Your goal – All of the records listed below should be retyped exactly.

Data for this exercise –
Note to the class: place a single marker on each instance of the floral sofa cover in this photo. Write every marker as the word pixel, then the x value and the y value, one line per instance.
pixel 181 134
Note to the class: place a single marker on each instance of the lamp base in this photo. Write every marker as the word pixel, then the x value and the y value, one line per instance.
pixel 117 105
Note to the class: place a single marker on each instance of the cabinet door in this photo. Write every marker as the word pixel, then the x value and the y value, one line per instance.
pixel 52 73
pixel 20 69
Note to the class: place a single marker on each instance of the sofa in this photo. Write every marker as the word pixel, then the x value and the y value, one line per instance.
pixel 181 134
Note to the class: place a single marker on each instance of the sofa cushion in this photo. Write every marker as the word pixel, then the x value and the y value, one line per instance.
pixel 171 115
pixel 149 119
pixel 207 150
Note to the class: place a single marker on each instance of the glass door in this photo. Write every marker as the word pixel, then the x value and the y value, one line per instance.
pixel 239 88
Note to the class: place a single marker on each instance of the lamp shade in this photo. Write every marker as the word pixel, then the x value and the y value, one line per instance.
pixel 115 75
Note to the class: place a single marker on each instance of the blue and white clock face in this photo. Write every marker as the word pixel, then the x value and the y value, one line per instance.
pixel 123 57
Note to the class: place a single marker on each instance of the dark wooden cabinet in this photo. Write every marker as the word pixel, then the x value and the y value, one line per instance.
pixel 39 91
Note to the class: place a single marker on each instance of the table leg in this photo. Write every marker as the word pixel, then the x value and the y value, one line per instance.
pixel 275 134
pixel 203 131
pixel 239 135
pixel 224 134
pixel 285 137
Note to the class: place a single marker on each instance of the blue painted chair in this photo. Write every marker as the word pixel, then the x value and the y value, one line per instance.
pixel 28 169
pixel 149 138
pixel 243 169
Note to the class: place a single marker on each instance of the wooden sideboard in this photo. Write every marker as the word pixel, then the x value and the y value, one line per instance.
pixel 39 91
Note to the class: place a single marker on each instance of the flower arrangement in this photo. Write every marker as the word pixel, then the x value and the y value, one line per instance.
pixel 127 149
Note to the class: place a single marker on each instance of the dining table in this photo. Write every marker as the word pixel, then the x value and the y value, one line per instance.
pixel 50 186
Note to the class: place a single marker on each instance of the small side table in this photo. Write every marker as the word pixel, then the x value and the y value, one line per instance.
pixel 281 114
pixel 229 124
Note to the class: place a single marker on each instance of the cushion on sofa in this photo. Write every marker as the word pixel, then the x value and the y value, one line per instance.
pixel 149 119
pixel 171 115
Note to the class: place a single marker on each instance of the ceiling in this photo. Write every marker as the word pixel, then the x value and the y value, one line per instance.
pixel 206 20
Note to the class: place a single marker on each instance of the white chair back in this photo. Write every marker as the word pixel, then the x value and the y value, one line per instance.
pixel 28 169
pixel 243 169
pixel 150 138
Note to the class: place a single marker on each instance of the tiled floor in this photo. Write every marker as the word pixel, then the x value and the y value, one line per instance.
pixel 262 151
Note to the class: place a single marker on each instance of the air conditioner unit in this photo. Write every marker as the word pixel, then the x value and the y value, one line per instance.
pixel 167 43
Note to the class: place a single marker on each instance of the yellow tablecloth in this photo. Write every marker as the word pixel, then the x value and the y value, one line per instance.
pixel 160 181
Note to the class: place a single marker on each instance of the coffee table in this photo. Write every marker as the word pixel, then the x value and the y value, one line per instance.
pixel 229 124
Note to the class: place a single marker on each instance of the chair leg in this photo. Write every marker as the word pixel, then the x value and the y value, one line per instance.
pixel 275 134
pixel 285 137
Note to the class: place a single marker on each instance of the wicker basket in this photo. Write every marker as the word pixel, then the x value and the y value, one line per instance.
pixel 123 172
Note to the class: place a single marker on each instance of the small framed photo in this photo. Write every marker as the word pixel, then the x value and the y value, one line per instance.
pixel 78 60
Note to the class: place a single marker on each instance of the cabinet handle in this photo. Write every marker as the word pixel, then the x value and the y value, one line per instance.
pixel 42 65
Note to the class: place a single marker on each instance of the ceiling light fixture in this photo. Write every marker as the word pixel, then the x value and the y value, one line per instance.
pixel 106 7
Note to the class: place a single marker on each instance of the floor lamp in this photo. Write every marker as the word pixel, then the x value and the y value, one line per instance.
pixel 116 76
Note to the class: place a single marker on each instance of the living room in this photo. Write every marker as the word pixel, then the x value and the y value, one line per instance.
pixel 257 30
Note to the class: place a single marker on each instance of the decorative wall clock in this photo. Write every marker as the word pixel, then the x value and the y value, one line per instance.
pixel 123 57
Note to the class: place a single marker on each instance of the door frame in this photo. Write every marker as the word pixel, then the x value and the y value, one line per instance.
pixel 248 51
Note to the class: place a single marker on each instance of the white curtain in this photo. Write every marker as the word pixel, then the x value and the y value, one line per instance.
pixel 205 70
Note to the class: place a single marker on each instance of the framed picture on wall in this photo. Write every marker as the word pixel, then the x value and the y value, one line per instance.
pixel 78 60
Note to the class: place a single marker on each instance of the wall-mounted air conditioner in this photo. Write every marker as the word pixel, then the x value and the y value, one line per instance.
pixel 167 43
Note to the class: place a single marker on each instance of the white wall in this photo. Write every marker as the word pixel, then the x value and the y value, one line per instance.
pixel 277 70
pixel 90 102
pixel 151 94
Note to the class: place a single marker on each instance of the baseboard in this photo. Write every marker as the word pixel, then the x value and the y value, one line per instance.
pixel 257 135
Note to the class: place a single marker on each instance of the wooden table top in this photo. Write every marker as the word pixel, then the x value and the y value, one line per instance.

Answer for the task –
Note to the class: place a single marker on each instance of the floral sofa cover in this photo. Write every marker as the word pixel, then the x value and the y value, one line per instance.
pixel 181 134
Note to the class: place a single marker on each instance of the lamp base in this photo. Write every marker as the word pixel, then the x value and the y value, one line per instance.
pixel 117 105
Note to the class: place a single marker on each instance of the cabinet door in this photo. Write every marker as the word pixel, then the x value and the y value, one line per instance.
pixel 52 73
pixel 20 69
Note to the class: place a single marker on each instance of the sofa in this photo. Write every marker as the word pixel, then the x value and the y value, one line per instance.
pixel 181 134
Note to the class: place a single marker on each instance of the sofa cushion in this photo. Write every marker as the word pixel, then the x value and the y value, one line per instance.
pixel 171 115
pixel 149 119
pixel 207 150
Note to the class: place a single marker on each instance of the glass door in this photo. Write every marker as the word pixel, then the x value and the y value, one line per instance.
pixel 239 88
Note to the class: place a single marker on each instance of the lamp shade in this photo. Write every marker as the word pixel, then the x value and the y value, one line per instance.
pixel 115 75
Note to the class: place a single marker on each instance of the blue and white clock face in this photo. Write every marker as the word pixel, then the x value and the y value, one line per instance.
pixel 123 57
Note to the class: place a single marker on each instance of the dark wooden cabinet in this photo. Write every marker as the word pixel, then the x value and the y value, one line per instance.
pixel 39 91
Note to the class: place a single marker on each instance of the table leg in this photo. Write every marker as the word pixel, then the x value and the y value, one line per instance.
pixel 275 134
pixel 203 131
pixel 239 135
pixel 224 134
pixel 285 137
Note to the class: place a single marker on each instance of the blue painted chair in this photo. Write every marker as the word pixel, then the x value and the y value, one line per instance.
pixel 28 169
pixel 149 138
pixel 243 169
Note to the class: place a single marker on each instance of the wooden sideboard in this photo. Write every marker as the word pixel, then the x value and the y value, one line per instance.
pixel 39 91
Note to the class: place a single marker on each instance of the flower arrangement in this photo. Write every marker as the word pixel, then the x value and the y value, one line per instance.
pixel 127 149
Note to the class: place a single marker on each instance of the dining table in this photo. Write every marker as the word pixel, then the x value and the y value, one line per instance.
pixel 50 186
Note to the class: place a single marker on each instance of the small side table in this photo. Write every marker as the word pixel, then the x value and the y value, one line per instance.
pixel 281 114
pixel 229 124
Note to the class: place a single marker on each instance of the cushion on sofa in this photo. Write every marker as the word pixel, then the x value and the y value, one line per instance.
pixel 149 119
pixel 171 115
Note to the class: place a single marker on each instance of the ceiling in this photo. Write every marker as the word pixel, then the x value and the y value, one line per instance.
pixel 206 20
Note to the class: place a single marker on each instance of the white chair back in this photo. Write every marker as the word pixel, then the x value and the y value, one line per instance.
pixel 28 169
pixel 243 169
pixel 150 138
Note to the class: place a single marker on each instance of the tiled floor in this photo. Write every marker as the word pixel, then the x value and the y value, one line per instance.
pixel 262 151
Note to the class: place a single marker on each instance of the air conditioner unit in this photo. Write every marker as the word pixel, then the x value and the y value, one line per instance.
pixel 167 43
Note to the class: place a single marker on each instance of the yellow tablecloth in this photo. Write every marker as the word pixel, then the x value and the y value, one line per instance.
pixel 160 181
Note to the class: place a single marker on each instance of the coffee table in this photo. Write every marker as the word pixel, then the x value and the y value, one line per instance.
pixel 229 124
Note to the class: place a single marker on each instance of the chair leg in this photo. Write every marker as the word pixel, then the x value and the y value, one line per instance.
pixel 275 134
pixel 285 137
Note to the class: place a single marker on each instance of the wicker basket in this photo. Write every marker as the word pixel, then the x value and the y value, one line per instance.
pixel 123 172
Note to the class: place a single marker on each instance of the small framed photo in this photo. Write every marker as the word pixel, then the x value and the y value, one line per instance.
pixel 78 60
Note to the class: place a single marker on each instance of the cabinet handle in this photo. Write every marker as the word pixel, then the x value and the y value, one line per instance.
pixel 42 65
Note to the class: place a single marker on each instance of the ceiling light fixture in this photo. Write every marker as the word pixel, then the x value and the y value, one line per instance.
pixel 106 7
Note to the class: place a single marker on each instance of the floor lamp in this photo. Write every marker as the word pixel, then the x value and the y value, one line per instance.
pixel 116 76
Note to the class: place a single marker on each instance of the living room in this photo. Write every marker as the word pixel, then the x value and the y value, one line per instance.
pixel 257 30
Note to the class: place a single marker on each instance of the decorative wall clock in this photo. Write every marker as the word pixel, then the x value and the y value, one line per instance.
pixel 123 57
Note to the class: place a single marker on each instance of the door frame in this photo. Write every marker as the word pixel, then the x value and the y value, one line per instance.
pixel 248 51
Note to the class: place a single marker on each instance of the white curtain in this photo. Write every marker as the word pixel, then the x value and the y value, one line per instance.
pixel 205 70
Note to the class: place a single marker on each instance of the framed picture on wall in this photo. Write every marker as the word pixel, then the x value and the y value, one line per instance.
pixel 78 60
Note to the class: place a single marker on each instance of the wall-mounted air conditioner in this photo. Write every marker as the word pixel, then the x value and the y value, one line per instance.
pixel 167 43
Note to the class: place a single marker on each instance of the white wall in this photo. Write every marker as the word pixel, then the x value and the y value, one line per instance.
pixel 277 70
pixel 90 102
pixel 151 94
Note to the class: place a single marker on each instance of the baseboard in this photo. Write every marker as the word pixel, then the x value and the y value, one line per instance.
pixel 257 135
Note to the class: place a single marker on each instance of the wooden table top in this photo. Write every marker as the word pixel, then the x value and the y value, one line per instance.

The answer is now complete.